> _RECORDS SUPPLIED_
----------
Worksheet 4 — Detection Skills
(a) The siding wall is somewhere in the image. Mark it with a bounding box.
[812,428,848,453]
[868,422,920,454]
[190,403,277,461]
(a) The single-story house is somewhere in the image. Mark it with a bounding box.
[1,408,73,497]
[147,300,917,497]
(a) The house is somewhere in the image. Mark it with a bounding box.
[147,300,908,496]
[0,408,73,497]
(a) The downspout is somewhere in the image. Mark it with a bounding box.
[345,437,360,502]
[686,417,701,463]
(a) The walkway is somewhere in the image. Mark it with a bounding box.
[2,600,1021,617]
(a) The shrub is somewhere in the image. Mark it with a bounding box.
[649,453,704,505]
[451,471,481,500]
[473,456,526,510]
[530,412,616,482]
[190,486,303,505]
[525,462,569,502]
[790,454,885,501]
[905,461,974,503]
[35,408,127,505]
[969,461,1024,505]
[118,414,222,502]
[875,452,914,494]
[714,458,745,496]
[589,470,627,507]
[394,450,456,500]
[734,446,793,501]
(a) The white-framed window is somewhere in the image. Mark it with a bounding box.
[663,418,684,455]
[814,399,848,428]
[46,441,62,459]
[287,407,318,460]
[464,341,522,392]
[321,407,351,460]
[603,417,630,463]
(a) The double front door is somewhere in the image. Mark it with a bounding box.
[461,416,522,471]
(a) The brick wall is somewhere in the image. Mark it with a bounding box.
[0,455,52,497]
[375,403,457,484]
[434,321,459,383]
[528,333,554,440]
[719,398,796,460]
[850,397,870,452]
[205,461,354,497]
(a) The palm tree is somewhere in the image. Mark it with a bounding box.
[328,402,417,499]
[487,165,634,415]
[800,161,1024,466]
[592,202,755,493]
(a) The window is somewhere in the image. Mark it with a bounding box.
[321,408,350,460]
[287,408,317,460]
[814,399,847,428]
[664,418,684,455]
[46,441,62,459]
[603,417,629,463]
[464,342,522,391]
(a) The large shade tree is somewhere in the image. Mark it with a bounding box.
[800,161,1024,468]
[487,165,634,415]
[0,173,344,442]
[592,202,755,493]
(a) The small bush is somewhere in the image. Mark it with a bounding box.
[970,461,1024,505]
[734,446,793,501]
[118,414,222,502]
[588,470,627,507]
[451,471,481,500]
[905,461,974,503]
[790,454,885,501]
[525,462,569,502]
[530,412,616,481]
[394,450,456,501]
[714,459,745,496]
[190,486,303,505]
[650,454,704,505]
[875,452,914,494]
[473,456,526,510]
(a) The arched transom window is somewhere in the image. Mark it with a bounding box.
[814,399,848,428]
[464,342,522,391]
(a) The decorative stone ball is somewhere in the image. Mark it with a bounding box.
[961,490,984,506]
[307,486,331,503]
----------
All of the material above should be transcribed exactly, with no line omitted.

Worksheet 4 — Detection Skills
(a) The siding wall is somewhere in the image. Mark it with a bounding box.
[812,428,848,453]
[868,422,920,454]
[190,403,277,461]
(a) The single-story house is somewhere in the image. Mark it with a bounding box.
[1,408,73,497]
[147,300,917,497]
(a) The house is somewhere in the image. Mark it with a bounding box.
[147,300,908,496]
[0,408,73,497]
(a) The downspout is somewhere in the image. Mark it with a bounding box.
[345,437,360,502]
[686,417,701,463]
(a) The walkway is somewhere in the image. Mark it with a bounding box.
[2,600,1021,617]
(a) The shrub is somewhere in the image. Mark it with a bounding box.
[649,453,704,505]
[451,471,481,500]
[473,456,526,510]
[530,412,616,482]
[190,486,303,505]
[525,462,569,502]
[790,454,885,501]
[905,461,974,503]
[35,408,127,505]
[969,461,1024,505]
[118,414,222,502]
[875,452,914,494]
[714,458,745,496]
[589,470,627,507]
[394,450,456,500]
[734,446,793,501]
(a) The white-framed window is somewhere in the image. Mark it with a bounding box.
[663,418,684,455]
[814,399,848,428]
[46,441,62,459]
[287,407,318,460]
[464,341,522,392]
[321,407,351,460]
[603,417,630,463]
(a) The double front door is somewhere in the image. Mark it with a bounding box.
[461,416,522,471]
(a) The brick wall is somewhere in the image. Mark it with a bounding box.
[0,455,52,497]
[375,403,457,484]
[434,321,459,383]
[528,333,554,440]
[719,398,796,460]
[850,397,870,452]
[205,461,354,497]
(a) The palm tree is somewhere in the image. Mark it with a bounding box.
[328,402,417,499]
[487,165,634,415]
[800,161,1024,466]
[592,202,755,493]
(a) The window is somewhere in the image. Mark it with a bounding box.
[321,408,350,460]
[287,408,317,460]
[814,399,847,428]
[664,418,684,455]
[46,441,62,459]
[603,417,629,463]
[464,342,522,391]
(a) The large shade tree is somewhere in the image. Mark it with a bounding box.
[800,161,1024,468]
[487,165,634,415]
[0,173,344,442]
[592,202,755,493]
(a) The small bush is somewhere in the image. Mark it with a bounding box.
[970,461,1024,505]
[734,446,793,501]
[118,414,222,502]
[588,470,627,507]
[451,471,481,500]
[905,461,974,503]
[790,454,885,501]
[525,462,569,502]
[530,412,616,481]
[394,450,456,501]
[714,459,745,496]
[190,486,303,505]
[650,454,704,505]
[875,452,914,494]
[473,456,526,510]
(a) The arched transom window is somewhere in the image. Mark it with a bounding box.
[814,399,848,428]
[464,342,522,391]
(a) The decorative stone ball is somewhere in the image. Mark it with a bounding box.
[961,490,984,506]
[307,486,331,503]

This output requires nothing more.